# Selected excerpt
London is crammed like a chorus line dressing room with old-school pubs, but several dozen are also part of a lesser-known theatrical tradition. Since Shakespeare’s time, greasepaint-hugging taverns across the city have adapted their spare rooms to host performances for patrons who like to sip a show or two without moving too far from their favorite bar taps.


Like a permanent fringe movement, this eclectic pub theater scene still thrives, with Londoners and savvy visitors regularly squeezing into 50-seat studios for dramas, comedies, musicals and even operas. And although tickets rarely top $25, quality isn’t sacrificed: Kate Winslet and Alan Rickman cut their acting teeth in local pub theaters, so the next breakout star could be just a creaky-floored soliloquy away.


Today, squinting at photos of shows past on the Old Red Lion’s walls, I don’t spot any Winslets or Rickmans among stills from Diary of a Madman and The Importance of Being Earnest. But since it’s almost 3 p.m., it’s time to join the snaking line climbing the carpeted stairs to the theater. Shuffling in, I slide onto a bench in front of the stageless performance area.


Two feet away, a spotlighted actor – studiously ignoring the audience – is doing push-ups. It’s like being a fly-on-the-wall while someone goes about their daily business. The raucous pub downstairs is soon forgotten as the doors quietly close and the enveloping silence tingles with nervous expectation.

# Dataset records
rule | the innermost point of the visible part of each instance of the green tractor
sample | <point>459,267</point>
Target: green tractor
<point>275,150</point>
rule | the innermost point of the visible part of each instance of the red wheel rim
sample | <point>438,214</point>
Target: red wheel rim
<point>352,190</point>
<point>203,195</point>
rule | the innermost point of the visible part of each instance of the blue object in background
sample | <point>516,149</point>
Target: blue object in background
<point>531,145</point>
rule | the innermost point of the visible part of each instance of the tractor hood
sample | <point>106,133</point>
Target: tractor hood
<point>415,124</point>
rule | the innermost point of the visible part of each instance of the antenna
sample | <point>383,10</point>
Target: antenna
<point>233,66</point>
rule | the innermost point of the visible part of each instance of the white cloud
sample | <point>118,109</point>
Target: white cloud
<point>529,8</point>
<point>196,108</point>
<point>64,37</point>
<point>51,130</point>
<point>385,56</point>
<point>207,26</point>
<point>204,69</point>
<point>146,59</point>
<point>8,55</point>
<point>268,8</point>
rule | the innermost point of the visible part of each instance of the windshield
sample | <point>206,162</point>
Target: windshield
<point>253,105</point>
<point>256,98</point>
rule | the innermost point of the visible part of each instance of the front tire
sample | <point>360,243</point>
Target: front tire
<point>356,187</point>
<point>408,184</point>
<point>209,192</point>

# Problem details
Give again, word for word, the part of the London pub theater passage starting with "Today, squinting at" and going on through "stageless performance area.".

# Worked solution
Today, squinting at photos of shows past on the Old Red Lion’s walls, I don’t spot any Winslets or Rickmans among stills from Diary of a Madman and The Importance of Being Earnest. But since it’s almost 3 p.m., it’s time to join the snaking line climbing the carpeted stairs to the theater. Shuffling in, I slide onto a bench in front of the stageless performance area.